WORK TASK 1:
Tally the lines in the entries that contain the string "negative". Give only the number.

PROVIDED TEXT:
──────────────────────────────
Sorry for the overly lengthy introduction.  What I really want to talk about is the 11 day “retreat” Ashley and I had at an El Salvadorian organic farm located about half way between the cities of San Salvador and Santa Ana. We discovered it through a website called HelpX, but you could find them just as easily yourself through WWOOF, Couch Surfing, or even stumble across their blog at http://organicelsalvador.blogspot.com/

The farm is run by Gloria and Mauricio. Mauricio is originally from El Salvador and Gloria is from Columbia. They met at university in the United States where they had the brilliant idea to move to Central America and start a project to help local kids. After travelling Central America for three years looking for the perfect place, they established this organic farm four years ago and have been living the dream ever since.

Welcome to the Farm

The farm itself has no animals, so some might call it a garden. Being part of the wwoofing program, volunteers are expected to work in exchange for room and board. We put in four hour days working 9:00AM to 11:00AM and again between 4:00PM and 6:00PM. Work consisted of a mixture of various projects including decorative projects, recycle projects (I built most of a bed out of scrap wood), harvesting, planting, baking whole wheat bread, shelling cashews, climbing fruit trees, and working with the local kids. They also asked for a monetary donation to help cover the costs of the children’s program which we were happy enough to pay. The donation is a set price, and is on a sliding scale becoming cheaper the longer you stay. Our donation averaged out to $16 per day for the two of us.

The children’s program is really a cultural exchange of sorts. The kids come to learn how to farm without the use of chemicals in a sustainable manner, and to interact with us gringos. Gloria and Mauricio teach them formal English classes, feed them, teach them to cook healthy food and provide money for transportation to and from the farm, while us volunteers work with them on various projects. In this way, we were able to practice our Spanish, which improved immensely, and the kids were able to practice their English. It was a very worthwhile project. The kids got a lot out of it, and so did we.
──────────────────────────────
WORK TASK 2:
Rewrite the paragraph of the farm account that begins "The farm itself has no animals" as a short bulleted list that keeps its main facts.

Saved entries:
──────────────────────────────
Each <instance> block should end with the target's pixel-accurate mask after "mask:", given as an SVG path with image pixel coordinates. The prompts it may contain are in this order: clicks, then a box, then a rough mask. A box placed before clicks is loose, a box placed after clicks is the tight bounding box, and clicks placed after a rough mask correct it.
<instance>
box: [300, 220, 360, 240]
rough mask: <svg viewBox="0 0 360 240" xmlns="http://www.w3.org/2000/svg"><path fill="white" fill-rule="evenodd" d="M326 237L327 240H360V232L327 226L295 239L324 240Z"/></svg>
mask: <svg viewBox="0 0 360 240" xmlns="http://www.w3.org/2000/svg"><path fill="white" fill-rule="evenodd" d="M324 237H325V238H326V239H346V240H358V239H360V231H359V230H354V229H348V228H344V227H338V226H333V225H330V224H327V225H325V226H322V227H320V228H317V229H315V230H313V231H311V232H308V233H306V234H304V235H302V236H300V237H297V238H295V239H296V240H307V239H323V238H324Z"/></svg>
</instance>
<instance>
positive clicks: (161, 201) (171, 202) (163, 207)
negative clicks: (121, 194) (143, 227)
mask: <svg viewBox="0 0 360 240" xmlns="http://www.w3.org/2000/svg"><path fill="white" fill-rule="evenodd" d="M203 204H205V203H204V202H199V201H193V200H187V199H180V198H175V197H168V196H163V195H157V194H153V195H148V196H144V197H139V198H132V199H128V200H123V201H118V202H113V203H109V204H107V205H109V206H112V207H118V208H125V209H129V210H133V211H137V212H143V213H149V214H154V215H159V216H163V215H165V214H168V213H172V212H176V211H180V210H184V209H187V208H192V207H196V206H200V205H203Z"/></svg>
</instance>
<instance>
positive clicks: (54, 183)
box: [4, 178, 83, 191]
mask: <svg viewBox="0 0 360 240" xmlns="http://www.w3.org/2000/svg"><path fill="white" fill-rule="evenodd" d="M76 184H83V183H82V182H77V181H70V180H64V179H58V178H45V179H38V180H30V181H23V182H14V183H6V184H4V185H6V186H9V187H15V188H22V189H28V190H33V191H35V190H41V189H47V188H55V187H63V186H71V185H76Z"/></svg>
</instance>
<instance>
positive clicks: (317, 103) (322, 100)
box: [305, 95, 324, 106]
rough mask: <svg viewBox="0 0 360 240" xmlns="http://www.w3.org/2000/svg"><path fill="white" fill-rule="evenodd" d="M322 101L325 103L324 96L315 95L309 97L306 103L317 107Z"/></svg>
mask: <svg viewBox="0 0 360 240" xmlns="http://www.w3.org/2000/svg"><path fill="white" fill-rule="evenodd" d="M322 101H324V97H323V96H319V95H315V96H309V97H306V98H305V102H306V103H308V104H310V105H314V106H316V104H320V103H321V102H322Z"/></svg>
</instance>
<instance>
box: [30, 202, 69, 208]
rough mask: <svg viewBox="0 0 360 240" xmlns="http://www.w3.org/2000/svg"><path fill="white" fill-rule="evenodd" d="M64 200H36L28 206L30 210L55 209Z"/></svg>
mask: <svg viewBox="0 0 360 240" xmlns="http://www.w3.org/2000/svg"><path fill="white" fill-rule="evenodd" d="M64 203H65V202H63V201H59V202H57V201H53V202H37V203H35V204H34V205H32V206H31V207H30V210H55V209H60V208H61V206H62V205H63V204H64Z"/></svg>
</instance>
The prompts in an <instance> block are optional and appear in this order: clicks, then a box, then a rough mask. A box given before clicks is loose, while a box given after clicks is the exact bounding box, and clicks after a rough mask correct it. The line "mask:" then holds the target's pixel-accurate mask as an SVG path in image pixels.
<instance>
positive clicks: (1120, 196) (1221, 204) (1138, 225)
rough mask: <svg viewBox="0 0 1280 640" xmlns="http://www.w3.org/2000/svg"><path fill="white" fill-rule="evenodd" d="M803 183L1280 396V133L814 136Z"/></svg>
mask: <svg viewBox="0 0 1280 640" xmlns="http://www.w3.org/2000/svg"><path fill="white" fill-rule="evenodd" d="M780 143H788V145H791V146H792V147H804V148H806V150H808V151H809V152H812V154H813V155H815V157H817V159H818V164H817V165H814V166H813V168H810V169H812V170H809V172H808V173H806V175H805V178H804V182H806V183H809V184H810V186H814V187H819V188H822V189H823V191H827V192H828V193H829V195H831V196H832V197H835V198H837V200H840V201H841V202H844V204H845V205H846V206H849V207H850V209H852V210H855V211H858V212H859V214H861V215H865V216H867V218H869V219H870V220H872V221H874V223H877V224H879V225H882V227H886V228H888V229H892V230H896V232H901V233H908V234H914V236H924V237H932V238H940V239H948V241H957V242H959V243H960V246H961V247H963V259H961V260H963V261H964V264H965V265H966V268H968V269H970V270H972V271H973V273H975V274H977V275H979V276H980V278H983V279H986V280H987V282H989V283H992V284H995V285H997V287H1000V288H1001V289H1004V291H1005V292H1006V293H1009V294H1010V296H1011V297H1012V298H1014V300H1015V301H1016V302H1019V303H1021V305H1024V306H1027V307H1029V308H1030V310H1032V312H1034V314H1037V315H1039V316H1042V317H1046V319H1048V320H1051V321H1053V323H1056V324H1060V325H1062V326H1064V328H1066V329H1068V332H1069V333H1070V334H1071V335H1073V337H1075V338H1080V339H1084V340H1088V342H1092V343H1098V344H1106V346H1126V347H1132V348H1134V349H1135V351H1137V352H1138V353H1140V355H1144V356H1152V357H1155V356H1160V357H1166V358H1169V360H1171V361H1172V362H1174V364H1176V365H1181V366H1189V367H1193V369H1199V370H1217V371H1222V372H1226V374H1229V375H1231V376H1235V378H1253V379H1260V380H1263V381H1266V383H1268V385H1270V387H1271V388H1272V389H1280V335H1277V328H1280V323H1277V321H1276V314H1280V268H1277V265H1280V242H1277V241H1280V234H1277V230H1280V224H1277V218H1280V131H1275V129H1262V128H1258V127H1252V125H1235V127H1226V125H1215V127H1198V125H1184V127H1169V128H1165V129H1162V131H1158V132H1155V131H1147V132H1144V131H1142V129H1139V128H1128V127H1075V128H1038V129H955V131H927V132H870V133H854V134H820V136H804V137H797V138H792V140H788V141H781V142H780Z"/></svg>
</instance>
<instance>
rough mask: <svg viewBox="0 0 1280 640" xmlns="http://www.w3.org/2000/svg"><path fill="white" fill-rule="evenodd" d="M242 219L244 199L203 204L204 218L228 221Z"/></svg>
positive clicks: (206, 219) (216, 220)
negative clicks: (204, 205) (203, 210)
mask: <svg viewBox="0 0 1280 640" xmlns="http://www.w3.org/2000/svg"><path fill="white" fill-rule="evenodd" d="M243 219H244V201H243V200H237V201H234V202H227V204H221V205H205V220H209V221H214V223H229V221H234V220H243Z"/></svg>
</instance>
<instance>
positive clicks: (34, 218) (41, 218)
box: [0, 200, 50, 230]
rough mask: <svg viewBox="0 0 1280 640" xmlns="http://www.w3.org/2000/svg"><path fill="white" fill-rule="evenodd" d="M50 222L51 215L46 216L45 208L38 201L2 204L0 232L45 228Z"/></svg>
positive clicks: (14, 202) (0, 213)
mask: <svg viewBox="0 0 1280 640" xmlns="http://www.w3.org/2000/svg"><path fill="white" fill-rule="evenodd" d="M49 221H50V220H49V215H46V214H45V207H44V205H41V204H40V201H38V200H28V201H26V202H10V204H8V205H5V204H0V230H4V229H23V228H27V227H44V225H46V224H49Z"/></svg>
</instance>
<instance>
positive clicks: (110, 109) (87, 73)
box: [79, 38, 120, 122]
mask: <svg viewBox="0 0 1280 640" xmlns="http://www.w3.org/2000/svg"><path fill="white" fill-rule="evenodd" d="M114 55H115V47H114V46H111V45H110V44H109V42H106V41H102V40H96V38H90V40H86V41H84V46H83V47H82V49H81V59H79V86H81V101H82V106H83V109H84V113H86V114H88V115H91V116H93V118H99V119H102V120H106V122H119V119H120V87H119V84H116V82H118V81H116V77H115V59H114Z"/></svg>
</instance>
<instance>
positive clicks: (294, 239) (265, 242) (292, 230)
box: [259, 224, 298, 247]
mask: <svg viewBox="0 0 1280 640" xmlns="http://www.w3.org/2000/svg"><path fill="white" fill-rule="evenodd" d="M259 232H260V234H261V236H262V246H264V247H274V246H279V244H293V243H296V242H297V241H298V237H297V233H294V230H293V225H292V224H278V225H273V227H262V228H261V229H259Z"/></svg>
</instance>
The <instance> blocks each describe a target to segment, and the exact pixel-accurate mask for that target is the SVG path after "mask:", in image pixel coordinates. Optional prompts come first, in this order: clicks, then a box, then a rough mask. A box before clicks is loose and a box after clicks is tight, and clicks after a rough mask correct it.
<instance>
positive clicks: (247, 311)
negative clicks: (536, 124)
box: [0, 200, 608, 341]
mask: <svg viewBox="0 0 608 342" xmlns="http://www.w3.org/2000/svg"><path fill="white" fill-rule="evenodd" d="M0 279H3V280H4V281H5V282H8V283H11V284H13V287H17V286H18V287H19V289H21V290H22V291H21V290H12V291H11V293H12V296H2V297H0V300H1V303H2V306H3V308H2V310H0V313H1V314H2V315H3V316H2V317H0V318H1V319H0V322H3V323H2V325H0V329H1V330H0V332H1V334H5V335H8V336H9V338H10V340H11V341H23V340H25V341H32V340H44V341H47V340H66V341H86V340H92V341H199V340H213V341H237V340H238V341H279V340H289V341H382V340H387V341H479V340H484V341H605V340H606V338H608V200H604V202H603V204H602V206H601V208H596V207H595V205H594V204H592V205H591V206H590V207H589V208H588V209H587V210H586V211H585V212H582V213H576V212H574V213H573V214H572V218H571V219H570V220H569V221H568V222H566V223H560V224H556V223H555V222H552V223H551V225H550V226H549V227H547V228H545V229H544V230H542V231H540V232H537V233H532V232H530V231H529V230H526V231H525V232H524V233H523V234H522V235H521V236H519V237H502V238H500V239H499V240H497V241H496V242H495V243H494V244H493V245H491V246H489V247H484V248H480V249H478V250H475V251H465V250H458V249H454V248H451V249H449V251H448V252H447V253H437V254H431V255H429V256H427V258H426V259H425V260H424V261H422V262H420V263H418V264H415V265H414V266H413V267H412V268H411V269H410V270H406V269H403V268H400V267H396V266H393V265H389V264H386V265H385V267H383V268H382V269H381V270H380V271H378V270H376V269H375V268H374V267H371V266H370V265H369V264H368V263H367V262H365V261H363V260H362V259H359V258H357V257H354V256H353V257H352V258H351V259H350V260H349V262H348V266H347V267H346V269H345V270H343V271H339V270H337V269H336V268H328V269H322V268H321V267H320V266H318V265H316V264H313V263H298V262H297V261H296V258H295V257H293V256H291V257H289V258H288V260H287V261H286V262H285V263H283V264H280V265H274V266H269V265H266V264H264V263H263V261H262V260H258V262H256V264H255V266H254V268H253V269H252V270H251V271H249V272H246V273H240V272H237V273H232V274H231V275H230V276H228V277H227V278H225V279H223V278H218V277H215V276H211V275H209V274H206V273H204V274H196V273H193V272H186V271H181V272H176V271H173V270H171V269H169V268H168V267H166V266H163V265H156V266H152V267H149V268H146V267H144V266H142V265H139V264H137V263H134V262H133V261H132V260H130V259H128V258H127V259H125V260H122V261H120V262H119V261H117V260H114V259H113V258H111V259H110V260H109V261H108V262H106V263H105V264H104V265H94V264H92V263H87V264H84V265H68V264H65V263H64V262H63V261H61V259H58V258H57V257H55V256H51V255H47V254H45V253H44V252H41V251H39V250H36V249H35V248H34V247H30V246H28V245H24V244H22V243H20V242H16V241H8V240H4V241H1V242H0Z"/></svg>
──────────────────────────────
TASK SOLUTION 1:
3

TASK SOLUTION 2:
- The farm has no animals, so some might call it a garden.
- As part of the wwoofing program, volunteers work in exchange for room and board.
- Workdays are four hours: 9:00AM to 11:00AM and 4:00PM to 6:00PM.
- Work includes decorative and recycle projects (most of a bed built from scrap wood), harvesting, planting, baking whole wheat bread, shelling cashews, climbing fruit trees, and working with local kids.
- A set monetary donation covers costs of the children's program. It gets cheaper the longer you stay and averaged $16 per day for the two of them.